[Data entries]
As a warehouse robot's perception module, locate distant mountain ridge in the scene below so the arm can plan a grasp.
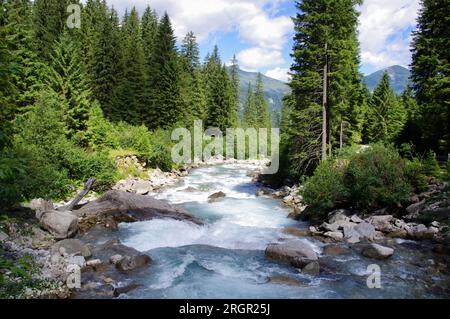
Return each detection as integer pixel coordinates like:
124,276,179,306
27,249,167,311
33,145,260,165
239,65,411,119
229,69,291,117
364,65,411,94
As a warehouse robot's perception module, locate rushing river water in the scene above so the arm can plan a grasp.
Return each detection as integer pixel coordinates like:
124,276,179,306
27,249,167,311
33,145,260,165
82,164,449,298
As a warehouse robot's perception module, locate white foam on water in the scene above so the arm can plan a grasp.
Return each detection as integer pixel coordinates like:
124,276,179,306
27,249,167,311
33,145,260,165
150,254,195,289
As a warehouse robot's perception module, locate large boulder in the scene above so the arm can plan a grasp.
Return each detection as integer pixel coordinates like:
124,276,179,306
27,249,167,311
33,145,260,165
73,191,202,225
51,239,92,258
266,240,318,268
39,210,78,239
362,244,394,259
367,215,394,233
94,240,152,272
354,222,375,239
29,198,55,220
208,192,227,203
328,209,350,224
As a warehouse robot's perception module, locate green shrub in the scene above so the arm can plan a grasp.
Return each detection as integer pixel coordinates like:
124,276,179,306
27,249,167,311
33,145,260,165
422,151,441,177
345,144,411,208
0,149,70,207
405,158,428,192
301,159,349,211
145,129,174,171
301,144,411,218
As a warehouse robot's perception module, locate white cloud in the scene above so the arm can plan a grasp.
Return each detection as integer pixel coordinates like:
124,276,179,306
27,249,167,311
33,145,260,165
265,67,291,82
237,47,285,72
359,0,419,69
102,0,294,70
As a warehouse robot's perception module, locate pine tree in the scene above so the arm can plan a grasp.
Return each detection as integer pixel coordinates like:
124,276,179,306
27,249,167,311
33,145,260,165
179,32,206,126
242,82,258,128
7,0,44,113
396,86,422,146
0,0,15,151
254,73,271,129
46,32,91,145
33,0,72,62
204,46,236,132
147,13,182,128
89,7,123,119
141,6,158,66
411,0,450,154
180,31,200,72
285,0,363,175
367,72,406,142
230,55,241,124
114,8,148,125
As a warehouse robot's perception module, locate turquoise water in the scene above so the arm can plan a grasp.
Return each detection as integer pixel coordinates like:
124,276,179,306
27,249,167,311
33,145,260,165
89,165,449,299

--

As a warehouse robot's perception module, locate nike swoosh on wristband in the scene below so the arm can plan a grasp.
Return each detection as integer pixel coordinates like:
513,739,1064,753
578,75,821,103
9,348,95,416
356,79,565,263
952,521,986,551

[STATED GOAL] Please start at the line that has "As a warehouse robot's perception module, locate rushing" and stop after the line that has "150,254,195,289", then write those lines out again with "the arm" swapped for "the gripper" and everything else left the same. Return only those lines.

[OUTPUT OF THE EXERCISE]
As a warehouse robot's perception module, locate rushing river water in the scene above so the gripper can plan a grasp.
Return each detection as integer pixel coordinates like:
124,276,179,306
27,249,167,311
33,145,260,165
82,164,449,298
As a warehouse robot's perception module, locate white foam on water in the scene above so the gripper can plan a grasp.
Return each detection as integer pixel coordinates like:
124,276,179,306
27,249,167,311
33,145,260,165
150,254,195,289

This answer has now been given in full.